**To be done:**
Set out every line of the records below as a Markdown table with the columns Row and Line, numbering each row and omitting blank lines.

**Records for this task:**
++++++++++++++++++++

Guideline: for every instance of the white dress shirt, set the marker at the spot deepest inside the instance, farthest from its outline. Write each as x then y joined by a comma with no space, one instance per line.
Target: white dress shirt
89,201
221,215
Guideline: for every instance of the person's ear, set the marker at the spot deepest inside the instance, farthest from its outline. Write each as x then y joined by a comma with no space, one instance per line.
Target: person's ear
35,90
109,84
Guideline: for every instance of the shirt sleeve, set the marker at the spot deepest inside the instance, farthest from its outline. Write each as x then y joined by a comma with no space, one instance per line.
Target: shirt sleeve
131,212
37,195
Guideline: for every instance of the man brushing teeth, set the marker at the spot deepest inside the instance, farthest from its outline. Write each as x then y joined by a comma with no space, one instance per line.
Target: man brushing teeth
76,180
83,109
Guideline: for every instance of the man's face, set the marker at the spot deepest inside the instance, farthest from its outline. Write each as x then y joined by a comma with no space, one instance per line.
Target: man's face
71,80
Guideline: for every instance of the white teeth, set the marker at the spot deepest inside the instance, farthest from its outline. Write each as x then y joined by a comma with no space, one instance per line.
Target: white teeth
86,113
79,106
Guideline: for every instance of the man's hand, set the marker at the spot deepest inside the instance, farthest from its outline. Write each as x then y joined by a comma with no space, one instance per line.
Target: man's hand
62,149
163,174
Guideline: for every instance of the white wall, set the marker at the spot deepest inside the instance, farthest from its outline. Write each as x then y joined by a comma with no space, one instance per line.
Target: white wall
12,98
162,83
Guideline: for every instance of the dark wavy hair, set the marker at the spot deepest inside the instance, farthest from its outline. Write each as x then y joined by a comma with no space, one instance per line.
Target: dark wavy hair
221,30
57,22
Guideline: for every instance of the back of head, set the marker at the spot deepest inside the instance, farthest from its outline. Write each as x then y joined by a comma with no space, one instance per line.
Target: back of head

++++++++++++++++++++

**Result of this exercise:**
| Row | Line |
|---|---|
| 1 | Guideline: for every instance of the white dress shirt, set the marker at the spot deepest inside the instance, farthest from its outline. Write each as x then y joined by a comma with no space, one instance per line. |
| 2 | Target: white dress shirt |
| 3 | 89,201 |
| 4 | 221,215 |
| 5 | Guideline: for every instance of the person's ear, set the marker at the spot deepest inside the instance, farthest from its outline. Write each as x then y joined by a comma with no space, one instance per line. |
| 6 | Target: person's ear |
| 7 | 35,90 |
| 8 | 109,84 |
| 9 | Guideline: for every instance of the shirt sleeve, set the marker at the spot deepest inside the instance, farthest from its outline. Write each as x then y joined by a comma with no space, one instance per line. |
| 10 | Target: shirt sleeve |
| 11 | 131,212 |
| 12 | 37,195 |
| 13 | Guideline: for every instance of the man brushing teeth, set the marker at the spot deepest inside the instance, farthest from its outline. Write each as x then y joined by a comma with no space, one instance per line. |
| 14 | Target: man brushing teeth |
| 15 | 76,180 |
| 16 | 83,109 |
| 17 | Guideline: for every instance of the man's face, set the marker at the spot deepest inside the instance, farthest from its outline. Write each as x then y joined by a comma with no space, one instance per line. |
| 18 | Target: man's face |
| 19 | 71,80 |
| 20 | Guideline: for every instance of the white teeth, set the marker at the spot deepest inside the instance, farthest from its outline. Write each as x then y joined by a comma with no space, one instance per line. |
| 21 | Target: white teeth |
| 22 | 86,113 |
| 23 | 79,106 |
| 24 | Guideline: for every instance of the man's hand, set the marker at the spot deepest inside the instance, farthest from its outline. Write each as x then y joined by a comma with no space, one instance per line. |
| 25 | Target: man's hand |
| 26 | 62,149 |
| 27 | 163,174 |
| 28 | Guideline: for every instance of the white wall, set the marker at the spot deepest inside the instance, farthest from its outline. Write each as x then y joined by a comma with no space, one instance per line. |
| 29 | Target: white wall |
| 30 | 12,98 |
| 31 | 162,83 |
| 32 | Guideline: for every instance of the dark wavy hair, set the marker at the spot deepest inside the instance, farthest from its outline. Write each as x then y joined by a comma with no space, one instance per line. |
| 33 | Target: dark wavy hair |
| 34 | 221,30 |
| 35 | 57,22 |
| 36 | Guideline: for every instance of the back of head, set the marker at the spot deepest inside the instance, farthest from its outline. Write each as x then y joined by a comma with no space, one instance per line. |
| 37 | Target: back of head |